Segmentation labeling entries
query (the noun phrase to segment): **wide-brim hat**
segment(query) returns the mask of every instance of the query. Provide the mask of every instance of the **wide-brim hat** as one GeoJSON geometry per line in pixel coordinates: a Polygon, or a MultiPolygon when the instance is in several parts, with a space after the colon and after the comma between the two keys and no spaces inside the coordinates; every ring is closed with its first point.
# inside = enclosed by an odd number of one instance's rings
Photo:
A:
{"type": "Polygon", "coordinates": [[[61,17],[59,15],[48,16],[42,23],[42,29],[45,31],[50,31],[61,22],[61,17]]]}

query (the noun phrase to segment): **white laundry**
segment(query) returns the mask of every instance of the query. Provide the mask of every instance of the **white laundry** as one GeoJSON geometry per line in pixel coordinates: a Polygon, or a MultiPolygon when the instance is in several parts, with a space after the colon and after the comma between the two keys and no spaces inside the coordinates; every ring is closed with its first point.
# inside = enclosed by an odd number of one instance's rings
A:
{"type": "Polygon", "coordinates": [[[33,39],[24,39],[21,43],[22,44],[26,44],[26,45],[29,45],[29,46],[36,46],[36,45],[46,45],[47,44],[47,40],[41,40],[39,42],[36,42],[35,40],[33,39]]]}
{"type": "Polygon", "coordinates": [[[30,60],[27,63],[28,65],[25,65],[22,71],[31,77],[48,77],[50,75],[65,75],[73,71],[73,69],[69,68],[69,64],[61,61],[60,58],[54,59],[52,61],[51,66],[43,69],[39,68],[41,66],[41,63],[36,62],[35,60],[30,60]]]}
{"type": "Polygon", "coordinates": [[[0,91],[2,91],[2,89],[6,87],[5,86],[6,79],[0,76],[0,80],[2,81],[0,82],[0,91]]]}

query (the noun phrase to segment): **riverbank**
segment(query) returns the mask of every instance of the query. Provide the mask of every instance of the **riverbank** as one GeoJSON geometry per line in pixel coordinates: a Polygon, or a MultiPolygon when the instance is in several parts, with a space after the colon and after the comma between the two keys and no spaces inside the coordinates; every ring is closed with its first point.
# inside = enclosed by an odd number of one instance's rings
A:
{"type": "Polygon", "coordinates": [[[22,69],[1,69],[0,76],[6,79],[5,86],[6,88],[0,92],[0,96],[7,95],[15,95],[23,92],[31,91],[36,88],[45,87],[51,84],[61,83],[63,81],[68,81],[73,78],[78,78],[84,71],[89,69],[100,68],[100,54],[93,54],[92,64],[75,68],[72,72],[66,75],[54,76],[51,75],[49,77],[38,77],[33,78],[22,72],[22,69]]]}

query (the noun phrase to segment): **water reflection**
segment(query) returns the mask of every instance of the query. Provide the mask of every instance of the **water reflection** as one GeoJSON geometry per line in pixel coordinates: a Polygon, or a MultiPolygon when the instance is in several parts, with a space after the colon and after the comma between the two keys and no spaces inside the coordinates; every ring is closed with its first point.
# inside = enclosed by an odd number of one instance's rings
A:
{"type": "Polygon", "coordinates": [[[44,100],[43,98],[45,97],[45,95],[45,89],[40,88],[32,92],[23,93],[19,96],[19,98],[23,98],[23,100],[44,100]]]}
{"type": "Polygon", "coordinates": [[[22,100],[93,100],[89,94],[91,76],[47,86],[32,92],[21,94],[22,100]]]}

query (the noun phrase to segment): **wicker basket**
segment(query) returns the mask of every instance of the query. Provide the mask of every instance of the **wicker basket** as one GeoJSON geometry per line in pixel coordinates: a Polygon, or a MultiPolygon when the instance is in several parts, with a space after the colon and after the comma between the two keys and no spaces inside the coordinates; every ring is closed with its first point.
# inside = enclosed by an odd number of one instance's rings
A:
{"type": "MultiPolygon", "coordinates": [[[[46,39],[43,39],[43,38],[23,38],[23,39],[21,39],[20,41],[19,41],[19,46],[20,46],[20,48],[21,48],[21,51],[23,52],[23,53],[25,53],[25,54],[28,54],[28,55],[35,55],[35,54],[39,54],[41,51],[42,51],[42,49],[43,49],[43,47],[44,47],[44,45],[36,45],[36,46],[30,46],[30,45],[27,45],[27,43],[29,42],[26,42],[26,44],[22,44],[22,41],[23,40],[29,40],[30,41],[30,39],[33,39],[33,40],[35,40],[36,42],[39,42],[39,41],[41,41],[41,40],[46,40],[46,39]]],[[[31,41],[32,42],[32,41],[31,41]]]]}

● Exercise aim: How many lines in the entries above contain the word "noun"? Reply with the number alone.

● Solution for this task: 5